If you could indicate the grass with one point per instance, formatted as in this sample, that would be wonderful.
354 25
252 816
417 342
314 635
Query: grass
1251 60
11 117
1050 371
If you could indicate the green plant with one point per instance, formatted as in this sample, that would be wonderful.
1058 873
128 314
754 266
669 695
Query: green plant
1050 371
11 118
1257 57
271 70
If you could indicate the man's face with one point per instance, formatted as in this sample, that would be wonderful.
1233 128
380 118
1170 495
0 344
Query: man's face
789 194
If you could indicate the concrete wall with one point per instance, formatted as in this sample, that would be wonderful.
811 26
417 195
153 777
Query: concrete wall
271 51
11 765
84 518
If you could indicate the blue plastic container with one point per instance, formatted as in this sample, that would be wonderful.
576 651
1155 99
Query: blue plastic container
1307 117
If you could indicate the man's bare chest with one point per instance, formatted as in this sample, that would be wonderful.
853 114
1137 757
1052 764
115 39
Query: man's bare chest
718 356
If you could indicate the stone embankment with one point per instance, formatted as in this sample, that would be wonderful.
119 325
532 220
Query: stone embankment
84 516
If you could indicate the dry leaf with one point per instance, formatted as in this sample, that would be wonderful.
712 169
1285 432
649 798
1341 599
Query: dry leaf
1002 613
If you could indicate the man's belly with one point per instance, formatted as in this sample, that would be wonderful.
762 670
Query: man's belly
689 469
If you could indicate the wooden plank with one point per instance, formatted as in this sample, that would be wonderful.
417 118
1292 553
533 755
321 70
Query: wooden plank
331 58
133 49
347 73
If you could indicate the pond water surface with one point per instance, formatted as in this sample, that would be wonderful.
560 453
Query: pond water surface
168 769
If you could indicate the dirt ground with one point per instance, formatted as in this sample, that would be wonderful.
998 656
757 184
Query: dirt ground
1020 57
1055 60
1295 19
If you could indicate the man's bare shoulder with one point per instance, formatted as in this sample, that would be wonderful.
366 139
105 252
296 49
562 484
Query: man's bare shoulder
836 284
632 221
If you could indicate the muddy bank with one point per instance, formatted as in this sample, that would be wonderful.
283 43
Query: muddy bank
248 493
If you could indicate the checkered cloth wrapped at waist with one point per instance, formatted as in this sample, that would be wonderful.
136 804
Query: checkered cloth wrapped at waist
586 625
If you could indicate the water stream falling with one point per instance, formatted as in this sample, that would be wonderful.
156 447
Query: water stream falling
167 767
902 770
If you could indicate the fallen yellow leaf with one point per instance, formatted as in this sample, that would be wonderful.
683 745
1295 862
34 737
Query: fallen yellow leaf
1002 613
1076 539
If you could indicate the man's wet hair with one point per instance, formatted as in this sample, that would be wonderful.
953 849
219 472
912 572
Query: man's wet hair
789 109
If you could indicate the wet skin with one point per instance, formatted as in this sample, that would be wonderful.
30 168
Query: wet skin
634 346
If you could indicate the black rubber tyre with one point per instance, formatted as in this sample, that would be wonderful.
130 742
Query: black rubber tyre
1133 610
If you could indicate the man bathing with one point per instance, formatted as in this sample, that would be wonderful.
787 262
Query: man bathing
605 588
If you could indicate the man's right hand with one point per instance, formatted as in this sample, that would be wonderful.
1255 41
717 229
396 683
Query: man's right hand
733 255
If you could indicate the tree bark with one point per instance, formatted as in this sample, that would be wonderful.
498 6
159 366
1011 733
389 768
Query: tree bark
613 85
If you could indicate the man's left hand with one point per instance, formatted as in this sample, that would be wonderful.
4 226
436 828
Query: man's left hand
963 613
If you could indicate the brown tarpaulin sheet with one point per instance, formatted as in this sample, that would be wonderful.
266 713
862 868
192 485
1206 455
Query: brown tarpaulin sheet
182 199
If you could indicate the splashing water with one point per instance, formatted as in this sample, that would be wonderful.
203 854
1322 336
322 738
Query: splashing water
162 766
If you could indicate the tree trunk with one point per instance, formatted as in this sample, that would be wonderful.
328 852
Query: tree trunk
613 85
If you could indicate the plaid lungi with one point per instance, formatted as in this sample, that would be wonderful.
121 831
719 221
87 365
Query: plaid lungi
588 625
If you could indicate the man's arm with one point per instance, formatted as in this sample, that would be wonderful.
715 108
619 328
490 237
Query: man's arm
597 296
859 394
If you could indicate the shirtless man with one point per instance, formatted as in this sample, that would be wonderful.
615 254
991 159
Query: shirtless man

____________

Your task
Out of the records, collect only those lines that contain the string "shirtless".

Answer for the task
If you could indicate the shirtless man with one point per instance, formatted as in this sample, that would be wonderful.
Query: shirtless man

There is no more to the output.